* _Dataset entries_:
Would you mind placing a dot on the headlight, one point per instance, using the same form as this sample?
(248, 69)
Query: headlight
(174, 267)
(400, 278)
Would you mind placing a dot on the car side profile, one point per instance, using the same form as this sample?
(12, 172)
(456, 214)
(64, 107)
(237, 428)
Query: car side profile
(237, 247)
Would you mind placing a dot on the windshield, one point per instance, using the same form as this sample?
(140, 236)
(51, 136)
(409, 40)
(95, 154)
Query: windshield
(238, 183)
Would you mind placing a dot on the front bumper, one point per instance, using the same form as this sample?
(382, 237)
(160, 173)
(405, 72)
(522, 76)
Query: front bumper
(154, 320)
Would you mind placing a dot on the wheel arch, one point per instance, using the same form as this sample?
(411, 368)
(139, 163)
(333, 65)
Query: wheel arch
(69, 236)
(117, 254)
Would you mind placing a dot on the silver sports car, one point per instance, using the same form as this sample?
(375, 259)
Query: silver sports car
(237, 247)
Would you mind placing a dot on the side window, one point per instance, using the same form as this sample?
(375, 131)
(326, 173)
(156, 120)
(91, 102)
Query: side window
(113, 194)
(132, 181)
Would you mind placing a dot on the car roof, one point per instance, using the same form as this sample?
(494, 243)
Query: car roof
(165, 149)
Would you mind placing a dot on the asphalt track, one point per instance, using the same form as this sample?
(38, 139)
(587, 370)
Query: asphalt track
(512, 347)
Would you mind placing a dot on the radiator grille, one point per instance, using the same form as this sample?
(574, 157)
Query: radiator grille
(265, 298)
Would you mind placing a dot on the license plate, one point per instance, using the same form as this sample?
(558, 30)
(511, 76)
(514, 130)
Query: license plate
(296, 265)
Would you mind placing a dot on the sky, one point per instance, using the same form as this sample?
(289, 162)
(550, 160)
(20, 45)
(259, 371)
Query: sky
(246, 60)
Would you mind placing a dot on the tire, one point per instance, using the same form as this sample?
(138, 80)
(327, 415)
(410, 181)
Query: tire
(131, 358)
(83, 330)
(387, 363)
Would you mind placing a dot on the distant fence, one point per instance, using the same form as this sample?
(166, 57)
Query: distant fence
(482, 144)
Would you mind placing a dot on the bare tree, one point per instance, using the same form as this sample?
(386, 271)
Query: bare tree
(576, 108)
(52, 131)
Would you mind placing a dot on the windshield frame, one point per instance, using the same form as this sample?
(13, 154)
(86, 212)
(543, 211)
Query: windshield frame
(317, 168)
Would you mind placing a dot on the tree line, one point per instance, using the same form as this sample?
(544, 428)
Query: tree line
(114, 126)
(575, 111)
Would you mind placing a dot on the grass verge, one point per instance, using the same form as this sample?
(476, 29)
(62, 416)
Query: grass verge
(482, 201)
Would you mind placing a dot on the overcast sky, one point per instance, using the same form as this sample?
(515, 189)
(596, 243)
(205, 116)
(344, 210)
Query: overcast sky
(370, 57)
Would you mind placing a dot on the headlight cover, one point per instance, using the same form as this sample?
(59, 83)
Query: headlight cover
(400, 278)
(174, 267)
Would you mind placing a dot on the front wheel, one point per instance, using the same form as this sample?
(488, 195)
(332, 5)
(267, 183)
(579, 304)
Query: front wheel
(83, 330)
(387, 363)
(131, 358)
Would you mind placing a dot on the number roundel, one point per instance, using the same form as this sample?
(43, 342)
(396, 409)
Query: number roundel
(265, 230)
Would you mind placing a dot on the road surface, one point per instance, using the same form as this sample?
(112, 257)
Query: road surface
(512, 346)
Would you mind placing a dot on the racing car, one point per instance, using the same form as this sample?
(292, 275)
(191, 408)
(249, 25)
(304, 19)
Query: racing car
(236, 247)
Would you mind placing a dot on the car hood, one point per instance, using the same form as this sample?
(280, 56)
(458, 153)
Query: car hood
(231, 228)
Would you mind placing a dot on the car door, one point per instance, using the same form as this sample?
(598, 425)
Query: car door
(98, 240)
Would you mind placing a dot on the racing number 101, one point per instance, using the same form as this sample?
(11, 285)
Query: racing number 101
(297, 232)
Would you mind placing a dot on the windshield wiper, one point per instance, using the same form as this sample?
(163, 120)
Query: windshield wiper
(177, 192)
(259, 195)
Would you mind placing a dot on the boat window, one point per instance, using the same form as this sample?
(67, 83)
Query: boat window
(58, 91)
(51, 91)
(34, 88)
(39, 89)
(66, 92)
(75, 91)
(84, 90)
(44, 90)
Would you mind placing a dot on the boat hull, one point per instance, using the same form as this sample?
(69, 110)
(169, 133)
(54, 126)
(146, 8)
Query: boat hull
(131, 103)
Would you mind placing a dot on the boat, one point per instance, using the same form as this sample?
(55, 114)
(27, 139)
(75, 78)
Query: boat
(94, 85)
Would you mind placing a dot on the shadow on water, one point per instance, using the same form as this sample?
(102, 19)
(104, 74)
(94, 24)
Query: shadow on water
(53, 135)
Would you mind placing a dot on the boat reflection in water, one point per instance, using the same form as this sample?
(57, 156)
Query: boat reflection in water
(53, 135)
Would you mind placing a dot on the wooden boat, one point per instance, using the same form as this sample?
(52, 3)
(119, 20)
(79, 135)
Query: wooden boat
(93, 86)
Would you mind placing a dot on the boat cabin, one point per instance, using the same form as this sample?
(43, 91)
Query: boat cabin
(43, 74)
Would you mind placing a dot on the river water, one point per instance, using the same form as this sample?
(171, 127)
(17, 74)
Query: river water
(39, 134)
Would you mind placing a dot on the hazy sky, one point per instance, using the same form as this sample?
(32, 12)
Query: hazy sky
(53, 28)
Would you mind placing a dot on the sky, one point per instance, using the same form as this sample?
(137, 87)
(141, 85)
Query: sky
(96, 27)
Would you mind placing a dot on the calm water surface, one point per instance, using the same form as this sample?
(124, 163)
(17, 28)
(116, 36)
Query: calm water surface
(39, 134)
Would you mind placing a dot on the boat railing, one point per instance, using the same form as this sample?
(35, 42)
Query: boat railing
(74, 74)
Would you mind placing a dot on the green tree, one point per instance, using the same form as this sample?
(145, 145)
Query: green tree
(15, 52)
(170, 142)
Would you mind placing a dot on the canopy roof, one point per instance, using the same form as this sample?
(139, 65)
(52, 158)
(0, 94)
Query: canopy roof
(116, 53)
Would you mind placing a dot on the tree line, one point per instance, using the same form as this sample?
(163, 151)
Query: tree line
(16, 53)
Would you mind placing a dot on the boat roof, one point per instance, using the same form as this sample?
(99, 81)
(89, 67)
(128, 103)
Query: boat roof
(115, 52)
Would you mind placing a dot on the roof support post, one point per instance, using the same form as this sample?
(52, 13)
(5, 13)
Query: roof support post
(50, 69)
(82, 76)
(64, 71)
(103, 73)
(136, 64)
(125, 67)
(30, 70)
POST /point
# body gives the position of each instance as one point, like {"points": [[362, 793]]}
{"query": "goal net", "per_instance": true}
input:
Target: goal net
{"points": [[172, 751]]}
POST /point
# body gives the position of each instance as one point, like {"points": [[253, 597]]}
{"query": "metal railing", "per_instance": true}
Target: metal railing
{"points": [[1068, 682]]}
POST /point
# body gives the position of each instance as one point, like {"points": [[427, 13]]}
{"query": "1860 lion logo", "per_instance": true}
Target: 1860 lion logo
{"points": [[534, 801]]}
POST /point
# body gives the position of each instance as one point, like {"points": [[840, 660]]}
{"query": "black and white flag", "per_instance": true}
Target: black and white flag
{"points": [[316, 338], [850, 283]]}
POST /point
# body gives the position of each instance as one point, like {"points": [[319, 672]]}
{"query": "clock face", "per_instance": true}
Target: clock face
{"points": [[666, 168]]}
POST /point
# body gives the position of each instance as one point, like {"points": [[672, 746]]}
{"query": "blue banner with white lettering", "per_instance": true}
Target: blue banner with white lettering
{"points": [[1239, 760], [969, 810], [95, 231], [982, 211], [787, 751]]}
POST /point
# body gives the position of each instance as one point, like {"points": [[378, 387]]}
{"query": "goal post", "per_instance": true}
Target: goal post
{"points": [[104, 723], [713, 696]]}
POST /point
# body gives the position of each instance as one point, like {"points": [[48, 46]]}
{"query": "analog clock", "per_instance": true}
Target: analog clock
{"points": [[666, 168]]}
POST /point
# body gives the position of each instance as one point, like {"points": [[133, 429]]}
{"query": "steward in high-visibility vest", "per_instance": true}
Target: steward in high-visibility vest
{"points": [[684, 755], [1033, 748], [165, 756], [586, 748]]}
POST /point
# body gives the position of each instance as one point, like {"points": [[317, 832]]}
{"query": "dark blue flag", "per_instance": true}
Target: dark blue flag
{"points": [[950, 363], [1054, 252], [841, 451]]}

* _The task_:
Copy task for the entries above: every line with the string "position".

* _Your solution_:
# body gives the position of each instance as one point, like {"points": [[362, 793]]}
# body gives the position of each instance as one point, like {"points": [[253, 597]]}
# body gives the position of each instance as one point, like {"points": [[427, 13]]}
# body gives the position of each instance as one point, like {"points": [[840, 660]]}
# body gives the position of each instance as one point, like {"points": [[319, 672]]}
# body gives the position of each instance as one point, like {"points": [[672, 746]]}
# body gives the position of each instance as one point, like {"points": [[378, 387]]}
# body gives the position of each instance as one point, like {"points": [[48, 46]]}
# body gives the position of each instance as one point, like {"points": [[133, 429]]}
# body gives the position of each instance as one point, like {"points": [[317, 832]]}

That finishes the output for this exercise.